- Set task -
Set down, without any change, every line of the entries below, from the line containing "of the framed" down to the line containing "column 242, row 301", both included.

- Data provided -
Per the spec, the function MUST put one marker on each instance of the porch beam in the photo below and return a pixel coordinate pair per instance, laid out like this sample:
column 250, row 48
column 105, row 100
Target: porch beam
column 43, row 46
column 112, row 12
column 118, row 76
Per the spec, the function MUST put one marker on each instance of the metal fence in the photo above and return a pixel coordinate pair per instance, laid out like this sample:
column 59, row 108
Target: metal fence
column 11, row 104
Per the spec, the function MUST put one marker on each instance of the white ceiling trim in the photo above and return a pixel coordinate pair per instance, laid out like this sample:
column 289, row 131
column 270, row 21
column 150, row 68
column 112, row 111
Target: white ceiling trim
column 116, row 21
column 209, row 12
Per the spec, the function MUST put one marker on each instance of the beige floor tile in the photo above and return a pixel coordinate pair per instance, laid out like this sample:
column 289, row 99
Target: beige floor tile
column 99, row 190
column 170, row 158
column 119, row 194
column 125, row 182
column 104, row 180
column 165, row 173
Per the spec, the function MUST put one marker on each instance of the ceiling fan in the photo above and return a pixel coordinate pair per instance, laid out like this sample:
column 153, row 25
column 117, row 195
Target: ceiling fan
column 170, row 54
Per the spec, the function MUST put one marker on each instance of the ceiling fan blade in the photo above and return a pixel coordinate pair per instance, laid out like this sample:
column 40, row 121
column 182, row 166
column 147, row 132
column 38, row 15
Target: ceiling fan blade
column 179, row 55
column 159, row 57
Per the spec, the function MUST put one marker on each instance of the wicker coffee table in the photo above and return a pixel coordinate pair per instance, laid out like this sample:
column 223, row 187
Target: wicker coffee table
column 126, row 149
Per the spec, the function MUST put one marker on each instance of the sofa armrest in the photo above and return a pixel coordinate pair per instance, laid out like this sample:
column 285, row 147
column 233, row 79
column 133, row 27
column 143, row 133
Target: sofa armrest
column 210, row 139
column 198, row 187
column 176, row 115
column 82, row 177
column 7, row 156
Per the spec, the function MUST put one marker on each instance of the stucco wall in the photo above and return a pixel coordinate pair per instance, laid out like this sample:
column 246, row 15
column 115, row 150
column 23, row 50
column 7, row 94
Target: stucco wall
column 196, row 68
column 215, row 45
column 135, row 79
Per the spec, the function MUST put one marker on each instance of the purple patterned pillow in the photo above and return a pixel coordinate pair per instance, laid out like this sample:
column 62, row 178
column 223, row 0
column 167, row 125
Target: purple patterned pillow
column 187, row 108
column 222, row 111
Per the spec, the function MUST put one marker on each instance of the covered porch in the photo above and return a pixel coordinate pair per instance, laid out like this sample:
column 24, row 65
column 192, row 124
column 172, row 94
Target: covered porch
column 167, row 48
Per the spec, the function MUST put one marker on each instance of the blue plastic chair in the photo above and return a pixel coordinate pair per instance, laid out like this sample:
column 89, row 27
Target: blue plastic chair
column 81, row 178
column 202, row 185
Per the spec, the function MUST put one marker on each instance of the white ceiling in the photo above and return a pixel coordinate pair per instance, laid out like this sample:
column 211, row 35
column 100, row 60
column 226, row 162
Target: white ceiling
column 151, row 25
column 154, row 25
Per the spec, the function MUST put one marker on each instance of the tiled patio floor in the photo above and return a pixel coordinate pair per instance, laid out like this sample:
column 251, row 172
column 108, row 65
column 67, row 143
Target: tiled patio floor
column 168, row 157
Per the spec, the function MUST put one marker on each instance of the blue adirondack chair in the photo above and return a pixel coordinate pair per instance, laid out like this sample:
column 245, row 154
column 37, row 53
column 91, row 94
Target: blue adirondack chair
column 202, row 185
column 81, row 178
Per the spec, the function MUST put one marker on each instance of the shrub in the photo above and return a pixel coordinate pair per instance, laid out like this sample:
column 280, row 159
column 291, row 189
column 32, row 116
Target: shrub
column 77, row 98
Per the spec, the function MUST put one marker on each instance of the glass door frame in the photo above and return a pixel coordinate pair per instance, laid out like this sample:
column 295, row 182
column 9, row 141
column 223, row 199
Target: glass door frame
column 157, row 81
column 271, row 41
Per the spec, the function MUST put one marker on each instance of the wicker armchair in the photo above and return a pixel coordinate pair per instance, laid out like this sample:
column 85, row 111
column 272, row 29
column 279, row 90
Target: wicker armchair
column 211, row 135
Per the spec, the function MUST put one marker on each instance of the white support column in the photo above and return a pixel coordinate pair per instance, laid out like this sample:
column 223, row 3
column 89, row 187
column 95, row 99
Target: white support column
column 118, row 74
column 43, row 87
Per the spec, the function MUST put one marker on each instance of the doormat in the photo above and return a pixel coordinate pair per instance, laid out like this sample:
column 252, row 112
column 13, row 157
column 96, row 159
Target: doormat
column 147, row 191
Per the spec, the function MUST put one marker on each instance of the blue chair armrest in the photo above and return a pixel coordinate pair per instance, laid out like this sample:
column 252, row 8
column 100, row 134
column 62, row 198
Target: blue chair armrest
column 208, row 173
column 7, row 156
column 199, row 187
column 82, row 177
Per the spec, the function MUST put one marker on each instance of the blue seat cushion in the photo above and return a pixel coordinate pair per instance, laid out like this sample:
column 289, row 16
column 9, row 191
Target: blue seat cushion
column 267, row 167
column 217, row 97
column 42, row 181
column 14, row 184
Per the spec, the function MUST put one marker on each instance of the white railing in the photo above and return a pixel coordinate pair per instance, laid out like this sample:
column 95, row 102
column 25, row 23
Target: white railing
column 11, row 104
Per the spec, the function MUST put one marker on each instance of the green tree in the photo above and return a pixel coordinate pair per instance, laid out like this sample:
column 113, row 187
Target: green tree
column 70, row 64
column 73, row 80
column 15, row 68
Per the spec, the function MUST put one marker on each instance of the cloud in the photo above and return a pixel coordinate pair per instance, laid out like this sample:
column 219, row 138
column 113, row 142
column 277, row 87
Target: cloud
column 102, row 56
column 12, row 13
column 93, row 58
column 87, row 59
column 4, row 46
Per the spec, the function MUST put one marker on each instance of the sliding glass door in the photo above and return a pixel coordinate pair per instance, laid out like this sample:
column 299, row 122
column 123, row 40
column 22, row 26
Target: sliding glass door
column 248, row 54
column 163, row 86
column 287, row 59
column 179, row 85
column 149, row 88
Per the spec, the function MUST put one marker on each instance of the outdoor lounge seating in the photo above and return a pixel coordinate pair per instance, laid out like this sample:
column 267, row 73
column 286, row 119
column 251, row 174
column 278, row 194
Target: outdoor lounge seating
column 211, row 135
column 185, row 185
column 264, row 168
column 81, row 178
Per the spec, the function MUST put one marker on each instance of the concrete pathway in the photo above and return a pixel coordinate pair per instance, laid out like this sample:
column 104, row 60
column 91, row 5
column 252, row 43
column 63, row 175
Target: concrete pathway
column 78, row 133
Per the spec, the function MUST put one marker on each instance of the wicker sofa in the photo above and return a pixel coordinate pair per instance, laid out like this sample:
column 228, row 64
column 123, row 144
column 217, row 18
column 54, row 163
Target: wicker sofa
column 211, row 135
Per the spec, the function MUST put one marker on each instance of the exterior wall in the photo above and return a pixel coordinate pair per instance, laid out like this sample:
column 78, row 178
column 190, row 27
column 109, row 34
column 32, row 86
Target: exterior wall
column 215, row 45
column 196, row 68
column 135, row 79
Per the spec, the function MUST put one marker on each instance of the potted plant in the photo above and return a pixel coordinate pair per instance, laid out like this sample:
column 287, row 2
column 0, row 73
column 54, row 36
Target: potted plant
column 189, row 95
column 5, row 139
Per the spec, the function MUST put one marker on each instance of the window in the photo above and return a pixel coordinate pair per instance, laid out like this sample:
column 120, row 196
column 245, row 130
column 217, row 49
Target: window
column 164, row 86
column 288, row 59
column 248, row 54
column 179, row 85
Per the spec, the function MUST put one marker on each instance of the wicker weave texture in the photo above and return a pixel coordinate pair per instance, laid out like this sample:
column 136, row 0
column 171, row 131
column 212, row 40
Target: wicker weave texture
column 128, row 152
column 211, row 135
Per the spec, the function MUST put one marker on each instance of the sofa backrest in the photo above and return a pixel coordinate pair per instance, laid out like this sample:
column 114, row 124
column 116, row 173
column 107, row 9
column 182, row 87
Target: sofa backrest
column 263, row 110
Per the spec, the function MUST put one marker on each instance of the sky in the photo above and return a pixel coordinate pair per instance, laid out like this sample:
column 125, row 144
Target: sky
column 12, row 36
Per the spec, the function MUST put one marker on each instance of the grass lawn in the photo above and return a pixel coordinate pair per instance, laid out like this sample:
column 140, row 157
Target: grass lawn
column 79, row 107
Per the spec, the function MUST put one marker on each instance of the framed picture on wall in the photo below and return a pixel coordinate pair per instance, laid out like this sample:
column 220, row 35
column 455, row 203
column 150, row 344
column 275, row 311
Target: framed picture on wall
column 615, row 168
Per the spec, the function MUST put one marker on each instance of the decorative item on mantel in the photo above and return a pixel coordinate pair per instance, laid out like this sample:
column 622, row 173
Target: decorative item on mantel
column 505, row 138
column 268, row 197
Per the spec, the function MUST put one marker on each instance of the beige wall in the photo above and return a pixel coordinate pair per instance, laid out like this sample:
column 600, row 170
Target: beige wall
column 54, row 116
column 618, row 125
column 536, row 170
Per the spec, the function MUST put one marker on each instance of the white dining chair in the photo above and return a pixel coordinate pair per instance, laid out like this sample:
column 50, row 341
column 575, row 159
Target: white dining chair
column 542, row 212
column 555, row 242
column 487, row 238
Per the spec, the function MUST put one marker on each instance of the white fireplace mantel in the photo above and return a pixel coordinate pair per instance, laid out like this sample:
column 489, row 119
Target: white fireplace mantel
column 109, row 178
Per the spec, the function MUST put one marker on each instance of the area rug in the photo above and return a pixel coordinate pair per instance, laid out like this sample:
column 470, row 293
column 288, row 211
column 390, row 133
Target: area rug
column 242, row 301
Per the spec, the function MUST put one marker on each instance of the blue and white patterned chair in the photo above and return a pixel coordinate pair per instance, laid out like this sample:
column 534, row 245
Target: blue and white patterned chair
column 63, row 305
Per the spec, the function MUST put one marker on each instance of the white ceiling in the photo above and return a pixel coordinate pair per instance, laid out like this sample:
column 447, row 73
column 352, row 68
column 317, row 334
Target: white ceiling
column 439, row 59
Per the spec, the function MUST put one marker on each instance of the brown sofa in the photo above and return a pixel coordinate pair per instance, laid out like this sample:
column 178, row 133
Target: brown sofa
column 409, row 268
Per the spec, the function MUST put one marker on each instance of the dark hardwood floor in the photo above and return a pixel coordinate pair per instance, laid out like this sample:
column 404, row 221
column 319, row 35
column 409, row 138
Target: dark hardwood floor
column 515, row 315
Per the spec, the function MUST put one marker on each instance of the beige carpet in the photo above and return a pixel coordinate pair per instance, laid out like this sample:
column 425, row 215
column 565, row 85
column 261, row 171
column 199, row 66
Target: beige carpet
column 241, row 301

- Solved problem -
Per the spec, the function MUST put one marker on each instance of the framed picture on wall in the photo below and return a pixel coordinate pair per instance, laid out like this sample:
column 220, row 35
column 455, row 203
column 150, row 344
column 275, row 311
Target: framed picture on wall
column 615, row 168
Per the spec, the function MUST put one marker on each instance of the decorative item on mantel in the photo above and return a pixel coordinate pair per instance, laid out like this sample:
column 622, row 173
Target: decorative item on mantel
column 505, row 138
column 268, row 197
Per the spec, the function MUST put one marker on each instance of the beige wall in the photo above and return a pixel coordinate pair per instance, laid out like this sample:
column 600, row 170
Target: beige wall
column 54, row 116
column 618, row 125
column 536, row 170
Per the spec, the function MUST put one marker on each instance of the white dining chair in the photo above and return a pixel coordinate pair per instance, laid out like this sample:
column 50, row 341
column 575, row 159
Target: white dining chair
column 542, row 212
column 555, row 242
column 487, row 238
Per the spec, the function MUST put one marker on each instance of the white fireplace mantel in the photo above and return a pixel coordinate pair per instance, laid out like this sample:
column 489, row 119
Target: white fireplace mantel
column 109, row 178
Per the spec, the function MUST put one marker on each instance of the area rug in the photo above and return a pixel coordinate pair per instance, laid out like this sample:
column 470, row 293
column 288, row 211
column 390, row 133
Target: area rug
column 242, row 301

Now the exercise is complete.